---- Document

Editor's Note: This piece is part of a full report, "Reassessing 1989," which looks at the major events of that year, including the fall of the Berlin Wall, the Tiananmen Square protests, and the breakup of Yugoslavia

When the Berlin Wall fell 30 years ago, many in the West dreamt of a Europe whole and free and at peace. This was back when the nations of Europe and North America agreed on the Paris Charter and its fairy-tale ending, a “new age of democracy, freedom and unity” for Europe, and implicitly, for the entire world. It turned out somewhat differently.

Three decades later, Europeans are neither unified nor do they all live in peace and democracy. In the rest of the world things do not look any more promising. Instead, the types of government that get by without too much liberal democracy have been making a comeback. A new nationalism is tightening its grip on Western countries. Its target is no less than the idea of an international cooperation that is built on norms, rules, and values. As German historian Andreas Roedder writes, today we are confronted with “the ruins of our expectations.”1

What went wrong? What has led to the recession of democracy, the resurgence of authoritarianism, and ultimately the weakening of the liberal international order?

The small cohort of “populism experts” have placed the sources of the crisis in the domestic domain of Western democracies. They offer two related explanations, an economic one and a cultural one.

Globalization has made borders porous or even eliminated them, and has created uncontrolled migration, thereby undermining the status of the nation state and its middle classes. 

According to the economic thesis, an ever-increasing global division of labor has, over decades, prevented middle class incomes in many Western nations from rising. Income stagnation is deemed to be the cause of the feeling of being left behind, which, in turn, has caused anti-elite and anti-internationalist sentiment.2 The other interpretation sees a cultural backlash against a one-world movement at work.3 As this narrative goes, globalization has made borders porous or even eliminated them, and has created uncontrolled migration, thereby undermining the status of the nation state and its middle classes. This development has ultimately resulted a kind of political revolt.

These explanations are not mutually exclusive. However, their mix varies from country to country. For France, the United Kingdom, and particularly the United States, the economic thesis can help to explain what happened. These countries’ industrial production has been exported to China on a broad scale.4 In several regions, this has led to the loss of well-paid jobs and to long-term unemployment.

--------

To-do list >>
- a) Answer these about the piece on 1989:
(i) What did the Paris Charter promise for Europe?
(ii) Which German historian is quoted, and what phrase does he use for today's situation?
(iii) For which three countries can the economic thesis help explain what happened?
- b) Reproduce word for word the passage of the piece on 1989 that begins at the words "Three decades later, Europeans" and ends after "liberal international order?".

---- Provided data

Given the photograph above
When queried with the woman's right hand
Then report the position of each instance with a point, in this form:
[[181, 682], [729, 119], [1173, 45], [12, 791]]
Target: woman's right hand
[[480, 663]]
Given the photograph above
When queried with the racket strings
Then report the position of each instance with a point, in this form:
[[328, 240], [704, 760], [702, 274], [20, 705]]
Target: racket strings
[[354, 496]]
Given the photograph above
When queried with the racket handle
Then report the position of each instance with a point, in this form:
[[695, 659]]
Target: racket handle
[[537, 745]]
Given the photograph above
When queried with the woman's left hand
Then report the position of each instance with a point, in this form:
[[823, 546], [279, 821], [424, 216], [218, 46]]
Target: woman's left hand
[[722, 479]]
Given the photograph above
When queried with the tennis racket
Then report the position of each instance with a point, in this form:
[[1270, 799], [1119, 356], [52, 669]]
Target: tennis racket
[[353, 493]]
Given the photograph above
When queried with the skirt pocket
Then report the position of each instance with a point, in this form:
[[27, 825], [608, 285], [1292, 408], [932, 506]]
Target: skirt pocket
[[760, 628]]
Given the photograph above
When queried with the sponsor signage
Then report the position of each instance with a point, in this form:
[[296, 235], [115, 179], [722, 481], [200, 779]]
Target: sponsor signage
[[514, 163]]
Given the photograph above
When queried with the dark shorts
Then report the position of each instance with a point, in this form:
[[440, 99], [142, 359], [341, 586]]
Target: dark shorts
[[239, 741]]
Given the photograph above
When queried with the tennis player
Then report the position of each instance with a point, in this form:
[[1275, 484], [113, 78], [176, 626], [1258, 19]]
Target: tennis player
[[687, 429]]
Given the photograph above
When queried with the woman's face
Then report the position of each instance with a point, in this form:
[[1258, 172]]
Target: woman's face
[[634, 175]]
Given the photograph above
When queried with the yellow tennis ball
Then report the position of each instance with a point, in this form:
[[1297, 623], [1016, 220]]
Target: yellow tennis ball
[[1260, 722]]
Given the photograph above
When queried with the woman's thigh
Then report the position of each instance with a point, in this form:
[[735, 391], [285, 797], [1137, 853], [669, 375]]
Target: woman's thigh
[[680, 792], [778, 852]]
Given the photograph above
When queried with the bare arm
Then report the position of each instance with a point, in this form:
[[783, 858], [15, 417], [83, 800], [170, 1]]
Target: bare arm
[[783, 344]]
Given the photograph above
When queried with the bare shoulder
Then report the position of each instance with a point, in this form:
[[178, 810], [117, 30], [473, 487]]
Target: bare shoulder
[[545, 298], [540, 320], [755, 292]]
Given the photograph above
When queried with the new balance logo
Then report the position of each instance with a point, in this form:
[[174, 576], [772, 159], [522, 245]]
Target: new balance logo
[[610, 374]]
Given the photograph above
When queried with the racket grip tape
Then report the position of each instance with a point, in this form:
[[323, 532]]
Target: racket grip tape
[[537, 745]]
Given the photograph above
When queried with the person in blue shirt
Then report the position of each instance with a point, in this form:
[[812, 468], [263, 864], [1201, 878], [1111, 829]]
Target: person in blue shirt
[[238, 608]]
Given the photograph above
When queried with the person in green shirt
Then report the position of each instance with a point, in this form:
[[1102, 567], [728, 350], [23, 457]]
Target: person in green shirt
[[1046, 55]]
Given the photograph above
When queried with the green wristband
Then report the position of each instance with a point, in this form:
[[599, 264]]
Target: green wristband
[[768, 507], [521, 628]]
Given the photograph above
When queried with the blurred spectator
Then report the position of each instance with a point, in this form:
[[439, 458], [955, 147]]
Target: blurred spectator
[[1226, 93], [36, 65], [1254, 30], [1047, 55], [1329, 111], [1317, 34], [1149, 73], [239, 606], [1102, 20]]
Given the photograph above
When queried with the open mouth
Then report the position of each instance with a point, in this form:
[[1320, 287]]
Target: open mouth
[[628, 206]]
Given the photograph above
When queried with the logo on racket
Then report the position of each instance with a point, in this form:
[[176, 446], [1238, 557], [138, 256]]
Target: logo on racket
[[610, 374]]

--------

Answers to the tasks >>
- a)
(i) A "new age of democracy, freedom and unity."
(ii) Andreas Roedder: "the ruins of our expectations."
(iii) France, the United Kingdom, and particularly the United States.

- b)
Three decades later, Europeans are neither unified nor do they all live in peace and democracy. In the rest of the world things do not look any more promising. Instead, the types of government that get by without too much liberal democracy have been making a comeback. A new nationalism is tightening its grip on Western countries. Its target is no less than the idea of an international cooperation that is built on norms, rules, and values. As German historian Andreas Roedder writes, today we are confronted with “the ruins of our expectations.”1

What went wrong? What has led to the recession of democracy, the resurgence of authoritarianism, and ultimately the weakening of the liberal international order?